• **Records supplied**
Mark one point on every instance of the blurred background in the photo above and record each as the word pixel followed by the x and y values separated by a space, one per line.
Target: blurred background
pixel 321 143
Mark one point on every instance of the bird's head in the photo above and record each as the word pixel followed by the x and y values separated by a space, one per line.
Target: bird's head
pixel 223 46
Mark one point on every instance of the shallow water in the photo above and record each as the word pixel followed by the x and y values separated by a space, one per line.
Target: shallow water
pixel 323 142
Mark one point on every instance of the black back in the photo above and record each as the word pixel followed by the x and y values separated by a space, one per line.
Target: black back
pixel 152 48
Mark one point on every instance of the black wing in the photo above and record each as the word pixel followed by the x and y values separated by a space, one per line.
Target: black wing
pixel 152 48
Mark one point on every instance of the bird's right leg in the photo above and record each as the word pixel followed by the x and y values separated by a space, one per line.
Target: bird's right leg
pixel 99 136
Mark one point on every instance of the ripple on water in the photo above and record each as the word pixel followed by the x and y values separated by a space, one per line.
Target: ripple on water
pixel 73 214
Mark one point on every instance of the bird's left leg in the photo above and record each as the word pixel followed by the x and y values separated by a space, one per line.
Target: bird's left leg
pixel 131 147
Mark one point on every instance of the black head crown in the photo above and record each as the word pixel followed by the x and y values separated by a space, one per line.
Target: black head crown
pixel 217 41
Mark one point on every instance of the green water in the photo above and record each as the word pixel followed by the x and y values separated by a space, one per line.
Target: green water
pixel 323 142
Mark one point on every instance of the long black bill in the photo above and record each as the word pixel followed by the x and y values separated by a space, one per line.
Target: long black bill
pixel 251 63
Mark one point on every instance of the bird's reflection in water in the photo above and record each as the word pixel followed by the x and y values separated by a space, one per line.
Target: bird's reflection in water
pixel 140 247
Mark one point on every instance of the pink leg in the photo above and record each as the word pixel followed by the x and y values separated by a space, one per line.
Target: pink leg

• **Task brief**
Extract every entry above as it appears.

• **Exercise answer**
Mark one point on every instance of the blurred background in the photo above and record each as the word pixel followed by the x and y values separated by a space, one per line.
Target: blurred background
pixel 321 143
Mark one point on every instance of the bird's head in the photo above and record each as the word pixel followed by the x and y values separated by a space, one per line.
Target: bird's head
pixel 223 46
Mark one point on every instance of the shallow water in the photo above and record each as the word pixel followed by the x and y values separated by a space, one per line.
Target: shallow water
pixel 323 142
Mark one point on every instance of the black back in the photo above and record each as the word pixel followed by the x and y values separated by a space, one per line.
Target: black back
pixel 152 48
Mark one point on every instance of the black wing in the photo above and record each as the word pixel followed by the x and y values separated by a space, one per line.
Target: black wing
pixel 152 48
Mark one point on every instance of the bird's right leg in the photo above and record each as the word pixel followed by the x and y values separated by a space, one per line.
Target: bird's right leg
pixel 99 136
Mark one point on every instance of the ripple on water in the photo above and record each as the word pixel followed by the x and y values separated by a space, one per line.
Target: ripple on water
pixel 73 214
Mark one point on every instance of the bird's left leg in the photo above and record each as the word pixel followed by the x and y values separated by a space, one per line.
Target: bird's left leg
pixel 131 147
Mark one point on every instance of the black head crown in the photo above and record each as the word pixel followed by the x and y values separated by a space, one per line.
Target: black head crown
pixel 217 41
Mark one point on every instance of the green water in the photo above and record each as the word pixel followed by the x and y values separated by a space, one per line.
Target: green water
pixel 323 142
Mark one point on every instance of the long black bill in the photo above and record each as the word pixel followed by the x and y values separated by a space, one per line.
Target: long black bill
pixel 251 63
Mark one point on every instance of the bird's reflection in water in the photo above and record each as the word pixel followed by the x and y values separated by a space, one per line.
Target: bird's reflection in water
pixel 140 247
Mark one point on every instance of the pink leg in the photo above and record each as the word pixel followed by the x and y values separated by a space, one per line.
Target: pink leg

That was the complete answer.